** Consegna **
Nell'articolo sul Covid, quale dipartimento dirige Giovanni Di Perri?

** Estratto del documento **
■ ■ ■ ■ ■ ■ ■
Covid, parla l’infettivologo Di Perri: “Ormai è un’influenza, difficile che attacchi polmoni”

Rialza la testa la curva dei contagi. Ma il Covid adesso fa meno paura. Le sottovarianti sono più contagiose ma meno letali.

Si va verso una gestione dei casi di Covid più simile a quella del trattamento dei casi di influenza stagionale.

Giovanni Di Perri, direttore del dipartimento di Malattie infettive dell’ospedale Amedeo di Savoia di Torino – Meteoweek

Il Covid è tornato fra noi. Ma ormai non è molto diverso da un’influenza. E andrebbe trattato come tale. “È improbabile che il virus muti riacquistando una maggiore capacità di ledere. Non gli conviene, anche per lui è meglio rimanere un addizionale. È una buona notizia perché non dobbiamo preoccuparci troppo, nemmeno delle nuove varianti”. Ne è convinto Giovanni Di Perri, che dirige il dipartimento di Malattie infettive dell’ospedale Amedeo di Savoia di Torino. Ne ha parlato a ‘Libero’ nel corso di una lunga intervista.
■ ■ ■ ■ ■ ■ ■
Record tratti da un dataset
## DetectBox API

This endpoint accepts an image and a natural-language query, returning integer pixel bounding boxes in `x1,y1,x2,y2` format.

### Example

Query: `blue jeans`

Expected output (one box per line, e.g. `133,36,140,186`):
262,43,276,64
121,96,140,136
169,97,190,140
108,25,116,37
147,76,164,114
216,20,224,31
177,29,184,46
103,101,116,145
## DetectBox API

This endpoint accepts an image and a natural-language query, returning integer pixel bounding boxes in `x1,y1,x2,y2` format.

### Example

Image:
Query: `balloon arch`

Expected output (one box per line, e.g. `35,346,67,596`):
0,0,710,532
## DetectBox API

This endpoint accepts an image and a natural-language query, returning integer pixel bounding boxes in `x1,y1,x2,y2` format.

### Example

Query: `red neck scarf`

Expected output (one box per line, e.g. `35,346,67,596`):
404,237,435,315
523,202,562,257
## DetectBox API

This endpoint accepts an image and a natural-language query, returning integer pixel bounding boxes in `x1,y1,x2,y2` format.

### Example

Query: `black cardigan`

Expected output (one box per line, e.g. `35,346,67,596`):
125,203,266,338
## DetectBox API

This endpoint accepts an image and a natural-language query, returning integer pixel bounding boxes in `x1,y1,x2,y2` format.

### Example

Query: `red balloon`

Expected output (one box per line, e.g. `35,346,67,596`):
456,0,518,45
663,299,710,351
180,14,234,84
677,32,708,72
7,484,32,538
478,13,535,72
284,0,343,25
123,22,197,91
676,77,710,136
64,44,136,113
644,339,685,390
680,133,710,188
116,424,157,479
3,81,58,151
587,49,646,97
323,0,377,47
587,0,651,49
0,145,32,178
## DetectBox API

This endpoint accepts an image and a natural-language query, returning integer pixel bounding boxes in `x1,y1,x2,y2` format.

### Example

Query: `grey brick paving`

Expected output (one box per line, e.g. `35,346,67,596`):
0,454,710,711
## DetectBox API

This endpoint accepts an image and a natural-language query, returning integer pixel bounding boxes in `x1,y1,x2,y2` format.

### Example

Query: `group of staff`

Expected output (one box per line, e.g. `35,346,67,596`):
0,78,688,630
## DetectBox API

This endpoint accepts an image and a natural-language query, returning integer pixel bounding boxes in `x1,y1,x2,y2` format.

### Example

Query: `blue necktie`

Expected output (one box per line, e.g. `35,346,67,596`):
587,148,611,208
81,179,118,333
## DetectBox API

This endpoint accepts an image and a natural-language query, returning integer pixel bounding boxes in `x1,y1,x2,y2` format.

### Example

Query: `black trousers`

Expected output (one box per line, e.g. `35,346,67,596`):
■ ■ ■ ■ ■ ■ ■
** Risposta **
Il dipartimento di Malattie infettive dell'ospedale Amedeo di Savoia di Torino.